### TASK DIRECTIONS:
Rewrite the items, swapping each "instance" for "occurrence" and changing nothing else.

(Records from a point labeling set)
_____
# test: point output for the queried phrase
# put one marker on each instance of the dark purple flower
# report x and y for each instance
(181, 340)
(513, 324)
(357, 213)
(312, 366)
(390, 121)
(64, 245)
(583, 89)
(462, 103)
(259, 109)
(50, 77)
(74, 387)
_____
### COMPLETE RESPONSE:
# test: point output for the queried phrase
# put one marker on each occurrence of the dark purple flower
# report x and y for each occurrence
(181, 340)
(513, 324)
(357, 213)
(312, 366)
(390, 121)
(64, 245)
(583, 89)
(462, 103)
(259, 109)
(50, 77)
(74, 387)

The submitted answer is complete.